◆ WORK TASK:
Could you transcribe all of the data word for word?
────────────────────
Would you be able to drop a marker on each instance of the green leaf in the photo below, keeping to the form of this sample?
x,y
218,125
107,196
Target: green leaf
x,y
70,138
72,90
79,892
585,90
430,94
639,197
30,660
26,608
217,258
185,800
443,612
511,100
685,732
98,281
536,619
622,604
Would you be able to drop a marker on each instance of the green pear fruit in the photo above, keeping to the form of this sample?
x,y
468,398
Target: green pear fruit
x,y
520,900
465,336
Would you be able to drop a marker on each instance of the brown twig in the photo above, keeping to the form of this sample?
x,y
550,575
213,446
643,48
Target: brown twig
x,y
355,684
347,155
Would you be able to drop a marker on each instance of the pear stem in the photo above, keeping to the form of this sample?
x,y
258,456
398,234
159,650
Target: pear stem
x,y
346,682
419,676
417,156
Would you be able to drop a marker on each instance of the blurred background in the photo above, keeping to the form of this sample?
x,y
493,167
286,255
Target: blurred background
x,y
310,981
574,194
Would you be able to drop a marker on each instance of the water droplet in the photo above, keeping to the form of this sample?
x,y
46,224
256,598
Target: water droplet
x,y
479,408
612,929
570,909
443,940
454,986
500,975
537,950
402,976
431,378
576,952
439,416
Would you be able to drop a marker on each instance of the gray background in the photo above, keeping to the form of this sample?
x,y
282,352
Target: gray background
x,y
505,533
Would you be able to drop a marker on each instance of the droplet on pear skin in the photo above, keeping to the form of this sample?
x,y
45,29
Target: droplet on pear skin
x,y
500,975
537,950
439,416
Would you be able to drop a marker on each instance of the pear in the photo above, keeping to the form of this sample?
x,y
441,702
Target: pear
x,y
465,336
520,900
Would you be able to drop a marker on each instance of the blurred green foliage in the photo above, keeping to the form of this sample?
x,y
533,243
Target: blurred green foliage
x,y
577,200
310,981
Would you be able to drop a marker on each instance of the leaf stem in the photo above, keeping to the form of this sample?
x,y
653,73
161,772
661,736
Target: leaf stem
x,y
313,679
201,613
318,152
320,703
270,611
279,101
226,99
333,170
────────────────────
◆ WRITTEN RESPONSE:
Would you be able to drop a marker on each instance of the green leaf in the photo below, keeping to the form of this sample?
x,y
218,125
107,196
Target: green leaf
x,y
70,138
72,90
79,892
585,90
430,94
639,197
30,660
26,608
217,258
185,800
443,612
511,100
685,732
98,281
536,619
622,604
Would you be able to drop a marker on each instance of the green pear fruit in the photo above, keeping to the form of this sample?
x,y
468,398
Target: green pear fruit
x,y
520,900
465,336
Would you be able to drop a marker on each instance of the brown twig in the photo above, keeping to the form of this sample?
x,y
550,575
213,446
643,48
Target: brown twig
x,y
355,684
347,155
Would you be able to drop a marker on each instance of the pear stem in the photo above, keeping to the form of this sample?
x,y
258,456
398,234
159,650
Target: pear stem
x,y
346,682
419,676
417,156
Would you be able to drop a marker on each instance of the blurred background in the photo above, keeping to the form of this sample?
x,y
493,167
286,255
Target: blurred background
x,y
310,981
574,194
Would you be able to drop a marker on each instance of the water droplet in the photo above, keeping to the form of this sample?
x,y
46,224
256,598
Target: water droplet
x,y
479,408
612,929
570,909
443,940
454,986
500,975
537,950
402,976
431,378
576,952
439,416
Would you be able to drop a marker on each instance of the gray background in the photo above, keeping to the form of this sample?
x,y
282,352
Target: gray background
x,y
505,533
Would you be able to drop a marker on each instance of the droplet on pear skin in the photo above, keeping to the form of this sample?
x,y
45,29
Target: droplet on pear skin
x,y
500,975
537,950
439,416
Would you be able to drop a marker on each instance of the pear in the photo above, keeping to the form of this sample?
x,y
441,702
Target: pear
x,y
465,336
520,900
Would you be able to drop a marker on each instance of the blurred green foliage in the photo above, keeping to the form of this sample?
x,y
533,243
Target: blurred green foliage
x,y
577,200
310,981
Would you be able to drop a marker on each instance of the leaf stem in the photo above, keeping to the form of this sample?
x,y
653,73
161,772
661,736
Target: leaf stem
x,y
313,679
201,613
318,152
320,703
270,611
279,101
226,99
333,170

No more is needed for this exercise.